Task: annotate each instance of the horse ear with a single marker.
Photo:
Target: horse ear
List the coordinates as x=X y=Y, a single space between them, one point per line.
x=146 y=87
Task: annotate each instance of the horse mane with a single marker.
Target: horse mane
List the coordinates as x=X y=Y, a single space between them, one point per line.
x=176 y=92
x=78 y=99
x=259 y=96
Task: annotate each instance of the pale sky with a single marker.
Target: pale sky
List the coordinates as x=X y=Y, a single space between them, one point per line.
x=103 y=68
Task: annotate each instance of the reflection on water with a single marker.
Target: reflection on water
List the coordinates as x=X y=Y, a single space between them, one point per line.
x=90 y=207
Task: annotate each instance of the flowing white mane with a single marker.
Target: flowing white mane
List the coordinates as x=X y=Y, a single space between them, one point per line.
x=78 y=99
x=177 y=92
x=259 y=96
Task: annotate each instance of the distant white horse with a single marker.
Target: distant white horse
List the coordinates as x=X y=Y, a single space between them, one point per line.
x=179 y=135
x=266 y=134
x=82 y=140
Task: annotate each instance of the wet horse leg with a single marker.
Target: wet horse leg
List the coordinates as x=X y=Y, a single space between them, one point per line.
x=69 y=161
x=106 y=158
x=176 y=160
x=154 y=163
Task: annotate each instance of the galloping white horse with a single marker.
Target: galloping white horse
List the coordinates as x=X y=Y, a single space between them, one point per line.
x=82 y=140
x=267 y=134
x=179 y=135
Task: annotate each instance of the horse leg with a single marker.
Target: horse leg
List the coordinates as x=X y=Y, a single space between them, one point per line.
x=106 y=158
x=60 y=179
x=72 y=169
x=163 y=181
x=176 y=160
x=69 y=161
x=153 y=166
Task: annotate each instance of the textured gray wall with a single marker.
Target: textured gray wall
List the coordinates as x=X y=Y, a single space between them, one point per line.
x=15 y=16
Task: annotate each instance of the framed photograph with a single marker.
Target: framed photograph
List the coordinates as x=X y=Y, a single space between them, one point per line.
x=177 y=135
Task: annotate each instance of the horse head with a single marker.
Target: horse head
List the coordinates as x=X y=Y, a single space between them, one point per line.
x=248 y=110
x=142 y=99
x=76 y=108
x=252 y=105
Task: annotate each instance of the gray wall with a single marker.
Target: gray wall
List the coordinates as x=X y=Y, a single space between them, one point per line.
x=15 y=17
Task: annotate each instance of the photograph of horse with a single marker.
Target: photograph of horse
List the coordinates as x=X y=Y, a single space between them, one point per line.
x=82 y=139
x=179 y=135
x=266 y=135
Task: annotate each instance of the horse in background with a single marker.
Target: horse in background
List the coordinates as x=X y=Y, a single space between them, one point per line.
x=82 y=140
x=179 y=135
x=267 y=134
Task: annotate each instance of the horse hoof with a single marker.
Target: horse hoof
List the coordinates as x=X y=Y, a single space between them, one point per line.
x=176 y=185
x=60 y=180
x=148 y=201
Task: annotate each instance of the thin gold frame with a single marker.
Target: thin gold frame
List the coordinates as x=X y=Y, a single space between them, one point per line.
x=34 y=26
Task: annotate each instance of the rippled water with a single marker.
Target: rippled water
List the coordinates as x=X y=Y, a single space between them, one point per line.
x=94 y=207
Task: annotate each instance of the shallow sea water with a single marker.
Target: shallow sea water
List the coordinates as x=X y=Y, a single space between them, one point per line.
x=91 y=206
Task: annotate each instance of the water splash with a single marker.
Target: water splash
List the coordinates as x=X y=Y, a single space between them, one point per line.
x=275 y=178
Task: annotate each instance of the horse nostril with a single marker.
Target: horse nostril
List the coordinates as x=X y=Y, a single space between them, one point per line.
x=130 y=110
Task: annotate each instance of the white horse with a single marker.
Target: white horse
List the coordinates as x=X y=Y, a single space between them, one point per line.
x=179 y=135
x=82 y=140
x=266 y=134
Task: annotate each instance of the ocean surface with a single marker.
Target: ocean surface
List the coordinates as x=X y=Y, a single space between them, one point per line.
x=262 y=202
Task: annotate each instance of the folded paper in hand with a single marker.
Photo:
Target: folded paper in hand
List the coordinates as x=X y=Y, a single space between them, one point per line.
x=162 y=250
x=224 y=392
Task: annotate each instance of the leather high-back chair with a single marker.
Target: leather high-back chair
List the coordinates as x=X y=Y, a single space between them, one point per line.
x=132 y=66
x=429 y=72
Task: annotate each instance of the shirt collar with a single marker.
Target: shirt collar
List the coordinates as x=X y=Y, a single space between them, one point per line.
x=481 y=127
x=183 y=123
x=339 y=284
========================
Copy the listing above word for word, leaving nothing out.

### PROBLEM SOLUTION
Task: annotate each instance of the horse ear with a single marker.
Photo:
Target: horse ear
List the coordinates as x=X y=Y, a single space between them, one point per line.
x=146 y=87
Task: annotate each instance of the horse mane with a single marker.
Target: horse mane
List the coordinates as x=X y=Y, a single space between them, one point per line.
x=176 y=92
x=78 y=99
x=259 y=96
Task: annotate each instance of the pale sky with a single marker.
Target: pale sky
List the coordinates as x=X y=Y, a single space between them, one point per line.
x=103 y=68
Task: annotate each instance of the reflection on water with a single marker.
Target: reflection on water
List the coordinates as x=X y=Y, a single space between them, one point per line.
x=90 y=207
Task: annotate each instance of the flowing white mane with a single marker.
Target: flowing white mane
List the coordinates as x=X y=Y, a single space between them, one point per line.
x=78 y=99
x=177 y=92
x=259 y=96
Task: annotate each instance of the distant white horse with a single marker.
Target: distant white horse
List the coordinates as x=X y=Y, a single space between them, one point per line.
x=179 y=135
x=266 y=134
x=82 y=140
Task: annotate each instance of the wet horse leg with a single marker.
Target: wet horse leg
List the coordinates as x=X y=Y, a single space between them, one point per line.
x=69 y=161
x=106 y=158
x=176 y=160
x=154 y=163
Task: annotate each instance of the galloping white horse with a single marker.
Target: galloping white horse
List the coordinates as x=X y=Y, a single space between them, one point per line.
x=82 y=140
x=267 y=134
x=179 y=135
Task: annotate each instance of the horse leg with a single marker.
Target: horse leg
List the coordinates as x=X y=Y, a single space between them, one point per line.
x=106 y=158
x=60 y=179
x=72 y=169
x=163 y=181
x=176 y=160
x=69 y=161
x=153 y=166
Task: annotate each instance of the textured gray wall with a single marker.
Target: textured gray wall
List the coordinates as x=X y=Y, a single space between them, one point per line.
x=15 y=16
Task: annotate each instance of the framed photograph with a single marker.
Target: framed photograph
List the coordinates as x=X y=Y, a single space between them, one point per line.
x=177 y=135
Task: annotate each instance of the horse head with a single marker.
Target: horse head
List the coordinates as x=X y=Y, a single space between them, one point per line.
x=248 y=110
x=142 y=99
x=76 y=108
x=252 y=105
Task: annotate each instance of the gray wall with a single marker.
Target: gray wall
List the coordinates as x=X y=Y, a single space between them, one point per line.
x=15 y=17
Task: annotate each instance of the photograph of horse with a single marker.
Target: photograph of horse
List the coordinates as x=X y=Y, a single space between them, one point per line.
x=82 y=139
x=179 y=135
x=266 y=135
Task: annotate each instance of the horse in background with a single marker.
Target: horse in background
List the coordinates as x=X y=Y, a single space between them, one point per line.
x=82 y=140
x=179 y=135
x=267 y=134
Task: annotate each instance of the horse hoof with a single marker.
Target: horse hoof
List the coordinates as x=X y=Y, a single space between them, one point per line.
x=176 y=185
x=60 y=180
x=148 y=201
Task: annotate each instance of the thin gold frame with a single marker.
Target: thin gold frame
List the coordinates as x=X y=Y, a single space between them, one point per line.
x=34 y=26
Task: annotate each instance of the rippled water with a single marker.
Target: rippled water
List the coordinates as x=X y=Y, a single space between them, one point per line.
x=94 y=207
Task: annotate each instance of the shallow sea water with a single marker.
Target: shallow sea water
List the coordinates as x=X y=Y, a single space between them, one point per line.
x=91 y=206
Task: annotate each instance of the water splash with a single marker.
Target: water splash
List the coordinates as x=X y=Y, a single space between them, one point per line.
x=275 y=178
Task: annotate each instance of the horse nostril with a single marker.
Target: horse nostril
List the coordinates as x=X y=Y, a single space between them, one point per line.
x=130 y=110
Task: annotate each instance of the white horse with a single marker.
Target: white horse
List the coordinates as x=X y=Y, a single space between them, one point per line.
x=179 y=135
x=82 y=140
x=266 y=134
Task: annotate each instance of the ocean surface with a single marker.
Target: ocean surface
List the coordinates as x=X y=Y, a single space between them, one point per line.
x=262 y=202
Task: annotate each instance of the folded paper in hand with a single marker.
Photo:
Target: folded paper in hand
List the coordinates as x=X y=Y, a single space between them, one point per line.
x=162 y=250
x=224 y=392
Task: annotate each instance of the leather high-back chair with a single marker.
Target: leather high-back chair
List the coordinates as x=X y=Y, a single space between them, one point per line.
x=132 y=66
x=429 y=72
Task: annotate each instance of the shirt collar with a single marker.
Target: shirt collar
List the coordinates as x=X y=Y, a single space between them, one point per line.
x=481 y=127
x=183 y=123
x=339 y=284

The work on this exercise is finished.